# [Text block]
++++++
The most direct route to work may be the one with the highest speed limits and the most traffic. Such routes are seldom pleasant, even when you don’t get close-passed by an impatient driver. Investigate alternative routes that have little or no traffic. What’s an extra five minutes if you get to enjoy a nicer journey?

Planning quieter routes used to involve maps and experimentation. These days there are apps that will do the planning for you. All you do is enter your start and end points. Sometimes the app will let you choose route by journey type (fastest, quietest or balanced) or by cycling type (road cycling, mountain biking, e-biking and so on). Some apps have satnav-style voice directions for on-the-go navigation.

It’s worth trying different navigation apps to see which works best for you. Most are free – sometimes with a more fully featured paid-for version – from Apple’s App Store and the Google Play store. Some good apps for cycle commuters include CycleStreets journey planner, Beeline, Citymapper, cycle.travel and Komoot. The heat maps on Strava can sometimes be useful as well, as they show where Strava-using cyclists tend to ride.

For maximum serenity on your cycle to work, incorporate some green spaces if you can. Pedal along a traffic-free cycle track bordered with trees and grass. Dawdle along a canal towpath. Ride through a park if there’s a right of way you can use. Cycling through ‘nature’ transforms how you experience urban areas. Road traffic that might only be tens of metres away can feel like it’s in another world.
++++++
# [Extracted material]

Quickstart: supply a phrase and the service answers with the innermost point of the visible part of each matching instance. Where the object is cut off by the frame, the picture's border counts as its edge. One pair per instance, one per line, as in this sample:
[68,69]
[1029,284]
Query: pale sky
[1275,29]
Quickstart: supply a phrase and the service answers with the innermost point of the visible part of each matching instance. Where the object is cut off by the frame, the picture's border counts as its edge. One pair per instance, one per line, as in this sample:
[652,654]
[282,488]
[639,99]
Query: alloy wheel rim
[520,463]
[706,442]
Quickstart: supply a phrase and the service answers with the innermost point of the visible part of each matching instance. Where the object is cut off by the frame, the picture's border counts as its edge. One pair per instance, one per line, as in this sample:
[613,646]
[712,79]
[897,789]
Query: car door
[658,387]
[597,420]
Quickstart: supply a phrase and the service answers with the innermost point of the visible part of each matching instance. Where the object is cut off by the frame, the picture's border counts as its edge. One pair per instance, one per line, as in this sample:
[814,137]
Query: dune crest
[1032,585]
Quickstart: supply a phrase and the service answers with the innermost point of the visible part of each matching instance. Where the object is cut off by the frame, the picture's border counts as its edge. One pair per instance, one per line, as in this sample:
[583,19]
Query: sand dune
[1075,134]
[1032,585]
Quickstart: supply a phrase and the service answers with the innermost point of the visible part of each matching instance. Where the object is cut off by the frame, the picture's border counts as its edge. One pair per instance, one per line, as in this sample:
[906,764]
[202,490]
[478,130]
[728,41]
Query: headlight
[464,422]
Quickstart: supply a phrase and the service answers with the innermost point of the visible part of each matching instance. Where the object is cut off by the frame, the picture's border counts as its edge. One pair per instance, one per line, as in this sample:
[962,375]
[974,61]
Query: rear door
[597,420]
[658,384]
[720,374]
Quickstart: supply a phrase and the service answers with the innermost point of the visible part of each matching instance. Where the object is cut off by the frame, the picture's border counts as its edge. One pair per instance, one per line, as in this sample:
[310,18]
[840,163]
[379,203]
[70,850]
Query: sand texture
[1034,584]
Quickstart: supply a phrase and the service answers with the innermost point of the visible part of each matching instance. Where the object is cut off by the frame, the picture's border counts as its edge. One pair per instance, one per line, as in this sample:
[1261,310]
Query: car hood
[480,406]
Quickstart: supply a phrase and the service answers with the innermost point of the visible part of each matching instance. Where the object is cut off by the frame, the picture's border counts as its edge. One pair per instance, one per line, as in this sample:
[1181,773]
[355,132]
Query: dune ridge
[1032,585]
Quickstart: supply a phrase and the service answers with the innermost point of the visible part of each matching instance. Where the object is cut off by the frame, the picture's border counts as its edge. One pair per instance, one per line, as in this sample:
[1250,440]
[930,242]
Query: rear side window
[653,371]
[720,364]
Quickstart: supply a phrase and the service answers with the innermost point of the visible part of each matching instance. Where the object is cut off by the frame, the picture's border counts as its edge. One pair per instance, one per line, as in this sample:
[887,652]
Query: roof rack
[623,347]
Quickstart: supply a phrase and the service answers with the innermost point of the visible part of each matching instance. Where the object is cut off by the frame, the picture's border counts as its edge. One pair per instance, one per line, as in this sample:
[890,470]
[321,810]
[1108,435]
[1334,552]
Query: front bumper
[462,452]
++++++
# [Work to complete]
From the passage on choosing cycling routes to work, write out the stretch from "Planning quieter routes" through "for on-the-go navigation." word for word.

# [Solution to this problem]
Planning quieter routes used to involve maps and experimentation. These days there are apps that will do the planning for you. All you do is enter your start and end points. Sometimes the app will let you choose route by journey type (fastest, quietest or balanced) or by cycling type (road cycling, mountain biking, e-biking and so on). Some apps have satnav-style voice directions for on-the-go navigation.